- _Set problem 1_:
Return the entries from the line containing "Annotation task — mark the metal duct" through the line containing "<point>18,385</point>", both of those lines included, with every line reproduced verbatim.

- _Text block_:
The evolution of the State Board of Education


As with any organism, the survival of the Illinois State Board of Education has depended upon finding an ecological niche. Donald Sevener examines the latitude inherent in the creation of the board out of political chaos and the way in which the board has responded to a changing public and political climate. The first stage in this evolution was described in Illinois Issues (May 1976), when board independence was identified as the central issue. Sevener's inquiries reveal the degree to which independence has been achieved as he traces the board's evolution during its 15-year history.

The Illinois State Board of Education. Around the table from left are state Supt. Ted Sanders and 10 of the 17 board members: Louis Mervis of Danville, Denene Wilmeth of Decatur, David Juday of Sycamore, board secretary Dorothy O'Neill of Champaign, Jacqueline Atkins of Chicago, Hugh Brown of Evanston, G. Howard Thompson of Prophetstown, board vice chairman Thomas L. Burroughs of Collinsville, Frederick Rabenstein of Ottawa and Carroll Ebert of Naperville. Board members not shown in the photo are Ronald Blackstone of Homewood, Michael Bruton of Chicago, Carol Johnston of Des Plaines, Peter Monahan of Northfield, board chairman Walter W. Naumer Jr. of Du Quoin, Peggy Pilas-Wood of Chicago and Nilda Soler of Chicago.

Photos courtesy Illinois State Board of Education

GIVE Dwight P. Friedrich an A for effort — he never quits trying. Last fall, the Centralia Republican legislator renewed a battle he lost 15 years ago and many times since. He introduced a constitutional amendment to abolish the Illinois State Board of Education and replace it with an elected school superintendent. "Before enactment of the 1970 Constitution, Illinois had an elected superintent," Friedrich said. "When it was an elective position, the superintendent was responsive to the legislature, the school boards and the general public. The appointed system was touted as a way to take education out of the political arena, but instead, it has taken education out of the hands of the people."

Friedrich's amendment could not have been more ill-timed or his conclusion, probably once true, further off the mark. There have been growing pains for the state board as it evolved from its early, spoiled brat childhood into an awkward, uncertain adolescence. Now the chief policy making body for nearly two million Illinois schoolchildren, thousands of teachers and hundreds of school districts finally may be coming of age. After an often stormy and sometimes sleepy decade of existence, the Illinois State Board of Education stands today on the threshold of being the sole catalyzing force for giving public schools back to the public.

- _Set problem 2_:
Based on the State Board of Education article, mark each statement yes or no, and quote the words from the article that decide it. (a) Friedrich is a Republican legislator from Centralia. (b) The board has 15 members. (c) Friedrich's amendment would replace the board with an appointed school superintendent.

[Object point labels]
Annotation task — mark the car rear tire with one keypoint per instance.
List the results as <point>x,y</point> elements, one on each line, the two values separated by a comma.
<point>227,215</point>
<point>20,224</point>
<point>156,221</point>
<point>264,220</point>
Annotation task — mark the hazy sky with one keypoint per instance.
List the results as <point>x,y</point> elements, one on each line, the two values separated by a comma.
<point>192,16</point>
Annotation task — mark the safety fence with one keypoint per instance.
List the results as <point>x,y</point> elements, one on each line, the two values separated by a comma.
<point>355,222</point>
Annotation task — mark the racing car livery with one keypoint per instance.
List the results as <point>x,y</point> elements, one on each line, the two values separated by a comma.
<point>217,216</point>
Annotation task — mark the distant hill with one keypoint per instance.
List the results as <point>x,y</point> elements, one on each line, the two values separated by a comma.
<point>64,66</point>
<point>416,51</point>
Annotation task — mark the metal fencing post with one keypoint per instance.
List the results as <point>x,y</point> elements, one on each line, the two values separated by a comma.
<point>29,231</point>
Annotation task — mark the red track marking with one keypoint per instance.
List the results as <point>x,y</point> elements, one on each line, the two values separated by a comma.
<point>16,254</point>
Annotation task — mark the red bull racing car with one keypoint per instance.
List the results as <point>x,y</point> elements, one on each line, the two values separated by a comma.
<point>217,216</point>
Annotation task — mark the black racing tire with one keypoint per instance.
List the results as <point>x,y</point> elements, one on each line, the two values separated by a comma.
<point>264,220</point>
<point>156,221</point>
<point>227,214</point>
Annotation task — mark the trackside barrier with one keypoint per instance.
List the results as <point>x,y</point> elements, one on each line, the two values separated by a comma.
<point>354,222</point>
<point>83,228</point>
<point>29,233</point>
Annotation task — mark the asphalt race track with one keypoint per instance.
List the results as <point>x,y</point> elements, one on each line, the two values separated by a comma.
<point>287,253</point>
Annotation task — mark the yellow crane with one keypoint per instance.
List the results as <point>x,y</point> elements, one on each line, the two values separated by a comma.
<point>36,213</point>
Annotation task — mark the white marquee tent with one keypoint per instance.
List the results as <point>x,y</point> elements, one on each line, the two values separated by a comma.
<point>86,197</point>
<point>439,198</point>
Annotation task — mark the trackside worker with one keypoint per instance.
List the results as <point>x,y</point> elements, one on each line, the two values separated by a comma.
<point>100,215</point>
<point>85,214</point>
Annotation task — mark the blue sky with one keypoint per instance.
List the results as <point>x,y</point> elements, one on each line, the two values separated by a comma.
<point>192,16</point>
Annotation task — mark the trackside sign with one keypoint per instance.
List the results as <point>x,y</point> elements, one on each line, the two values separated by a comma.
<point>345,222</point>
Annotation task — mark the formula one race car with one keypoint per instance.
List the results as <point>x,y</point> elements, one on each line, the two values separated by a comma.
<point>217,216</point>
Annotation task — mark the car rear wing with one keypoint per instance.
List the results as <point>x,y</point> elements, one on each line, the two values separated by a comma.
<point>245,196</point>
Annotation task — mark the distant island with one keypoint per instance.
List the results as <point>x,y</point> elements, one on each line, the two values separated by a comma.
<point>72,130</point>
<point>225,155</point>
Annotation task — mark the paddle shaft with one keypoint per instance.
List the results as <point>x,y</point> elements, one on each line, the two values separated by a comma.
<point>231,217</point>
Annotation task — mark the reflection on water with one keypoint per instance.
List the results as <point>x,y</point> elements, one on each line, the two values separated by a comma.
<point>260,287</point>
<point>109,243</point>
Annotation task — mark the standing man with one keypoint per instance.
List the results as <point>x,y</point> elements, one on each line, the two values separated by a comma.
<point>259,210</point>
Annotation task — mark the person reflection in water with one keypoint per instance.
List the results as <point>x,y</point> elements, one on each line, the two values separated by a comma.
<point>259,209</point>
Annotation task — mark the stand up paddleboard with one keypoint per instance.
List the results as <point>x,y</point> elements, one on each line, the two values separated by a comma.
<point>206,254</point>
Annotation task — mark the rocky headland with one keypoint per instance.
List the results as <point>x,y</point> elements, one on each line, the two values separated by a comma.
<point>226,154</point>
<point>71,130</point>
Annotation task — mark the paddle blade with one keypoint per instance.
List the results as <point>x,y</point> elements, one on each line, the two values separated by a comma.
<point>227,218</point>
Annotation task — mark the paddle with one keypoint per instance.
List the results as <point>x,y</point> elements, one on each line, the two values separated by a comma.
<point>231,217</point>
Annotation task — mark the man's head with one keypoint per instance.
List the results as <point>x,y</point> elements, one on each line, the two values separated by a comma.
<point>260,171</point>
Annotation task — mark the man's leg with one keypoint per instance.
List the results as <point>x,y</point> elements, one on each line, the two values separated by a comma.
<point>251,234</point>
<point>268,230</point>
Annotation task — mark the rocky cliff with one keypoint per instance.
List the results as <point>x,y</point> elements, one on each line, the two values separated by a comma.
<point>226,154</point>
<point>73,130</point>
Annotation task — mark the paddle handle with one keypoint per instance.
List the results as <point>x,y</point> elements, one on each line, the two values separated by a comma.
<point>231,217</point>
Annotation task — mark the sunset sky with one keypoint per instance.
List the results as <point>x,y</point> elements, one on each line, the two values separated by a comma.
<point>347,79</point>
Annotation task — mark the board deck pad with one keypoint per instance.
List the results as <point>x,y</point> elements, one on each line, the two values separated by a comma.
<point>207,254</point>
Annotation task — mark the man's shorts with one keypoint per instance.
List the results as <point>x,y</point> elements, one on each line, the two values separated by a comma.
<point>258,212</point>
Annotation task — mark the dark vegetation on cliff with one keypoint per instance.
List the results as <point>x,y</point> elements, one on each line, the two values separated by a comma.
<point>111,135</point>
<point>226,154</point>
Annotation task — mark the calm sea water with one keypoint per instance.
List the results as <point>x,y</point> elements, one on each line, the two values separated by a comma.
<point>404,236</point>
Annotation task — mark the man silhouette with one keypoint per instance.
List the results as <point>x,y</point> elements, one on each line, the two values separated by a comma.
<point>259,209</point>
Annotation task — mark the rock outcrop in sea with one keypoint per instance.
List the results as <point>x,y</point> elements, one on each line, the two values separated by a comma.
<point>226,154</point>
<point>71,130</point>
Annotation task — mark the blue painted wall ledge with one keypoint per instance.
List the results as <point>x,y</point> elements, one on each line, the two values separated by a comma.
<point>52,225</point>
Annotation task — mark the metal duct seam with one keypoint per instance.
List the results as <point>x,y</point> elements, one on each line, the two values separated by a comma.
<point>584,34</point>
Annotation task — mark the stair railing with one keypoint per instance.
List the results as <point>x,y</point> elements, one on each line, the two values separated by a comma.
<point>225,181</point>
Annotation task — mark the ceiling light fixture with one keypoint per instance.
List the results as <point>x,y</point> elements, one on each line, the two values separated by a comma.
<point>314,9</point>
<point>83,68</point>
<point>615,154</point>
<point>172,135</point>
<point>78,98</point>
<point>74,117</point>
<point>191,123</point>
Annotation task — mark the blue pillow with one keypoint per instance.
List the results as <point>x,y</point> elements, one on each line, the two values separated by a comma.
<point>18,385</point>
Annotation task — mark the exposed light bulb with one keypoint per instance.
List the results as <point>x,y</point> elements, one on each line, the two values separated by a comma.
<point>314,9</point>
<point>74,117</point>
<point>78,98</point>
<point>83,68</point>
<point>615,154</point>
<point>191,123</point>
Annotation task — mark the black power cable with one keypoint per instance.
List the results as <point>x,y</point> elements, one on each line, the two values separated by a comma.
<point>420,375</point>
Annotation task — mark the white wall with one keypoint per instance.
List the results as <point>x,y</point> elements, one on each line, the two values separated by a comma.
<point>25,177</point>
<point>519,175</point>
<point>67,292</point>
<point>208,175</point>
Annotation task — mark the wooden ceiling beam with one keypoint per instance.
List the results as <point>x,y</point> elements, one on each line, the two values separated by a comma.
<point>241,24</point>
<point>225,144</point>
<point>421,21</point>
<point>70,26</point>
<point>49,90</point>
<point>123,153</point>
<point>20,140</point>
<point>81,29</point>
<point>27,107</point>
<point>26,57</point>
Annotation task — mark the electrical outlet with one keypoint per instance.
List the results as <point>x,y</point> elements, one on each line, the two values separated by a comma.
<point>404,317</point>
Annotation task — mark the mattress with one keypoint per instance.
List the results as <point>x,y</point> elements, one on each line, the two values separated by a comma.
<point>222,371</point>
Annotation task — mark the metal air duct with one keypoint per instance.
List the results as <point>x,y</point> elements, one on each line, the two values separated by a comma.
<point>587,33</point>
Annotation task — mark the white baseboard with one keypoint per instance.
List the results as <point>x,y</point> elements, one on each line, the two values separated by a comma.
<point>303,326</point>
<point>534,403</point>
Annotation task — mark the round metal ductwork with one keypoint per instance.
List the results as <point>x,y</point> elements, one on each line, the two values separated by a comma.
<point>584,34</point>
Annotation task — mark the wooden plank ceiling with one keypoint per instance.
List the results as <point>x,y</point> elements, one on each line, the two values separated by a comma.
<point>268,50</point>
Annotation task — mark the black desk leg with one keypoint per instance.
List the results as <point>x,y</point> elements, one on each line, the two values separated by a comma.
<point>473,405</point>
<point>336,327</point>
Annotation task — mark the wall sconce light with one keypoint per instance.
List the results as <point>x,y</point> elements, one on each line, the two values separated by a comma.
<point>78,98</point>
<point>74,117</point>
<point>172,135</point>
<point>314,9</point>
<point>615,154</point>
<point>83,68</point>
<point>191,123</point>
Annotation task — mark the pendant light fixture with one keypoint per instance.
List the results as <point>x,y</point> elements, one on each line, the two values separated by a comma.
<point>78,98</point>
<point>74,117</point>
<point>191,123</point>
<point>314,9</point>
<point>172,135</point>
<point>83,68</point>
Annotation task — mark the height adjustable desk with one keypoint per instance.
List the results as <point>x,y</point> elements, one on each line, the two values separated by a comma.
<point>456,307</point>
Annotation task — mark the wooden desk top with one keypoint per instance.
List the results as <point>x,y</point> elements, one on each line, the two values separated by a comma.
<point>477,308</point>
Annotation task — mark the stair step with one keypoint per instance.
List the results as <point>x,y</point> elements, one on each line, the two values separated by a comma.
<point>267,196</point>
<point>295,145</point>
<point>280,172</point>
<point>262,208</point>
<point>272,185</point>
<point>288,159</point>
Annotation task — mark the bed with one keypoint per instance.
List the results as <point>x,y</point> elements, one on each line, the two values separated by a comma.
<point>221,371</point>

- _Correct result 1_:
Annotation task — mark the metal duct seam with one keypoint per instance.
List the results as <point>x,y</point> elements, one on each line, the two values separated by a comma.
<point>584,34</point>
Annotation task — mark the stair railing with one keypoint per instance.
List the results as <point>x,y</point> elements, one on each line, the two values separated by a comma.
<point>225,181</point>
Annotation task — mark the ceiling light fixture with one keypoint per instance.
List the results as <point>x,y</point> elements, one on each line, the two values separated by a comma.
<point>314,9</point>
<point>83,68</point>
<point>615,154</point>
<point>172,135</point>
<point>78,98</point>
<point>74,117</point>
<point>191,123</point>
Annotation task — mark the blue pillow with one keypoint per instance.
List the results as <point>x,y</point> elements, one on each line, the two values separated by a comma.
<point>18,385</point>

- _Correct result 2_:
(a) Yes: "the Centralia Republican legislator"
(b) No: "10 of the 17 board members"
(c) No: "replace it with an elected school superintendent"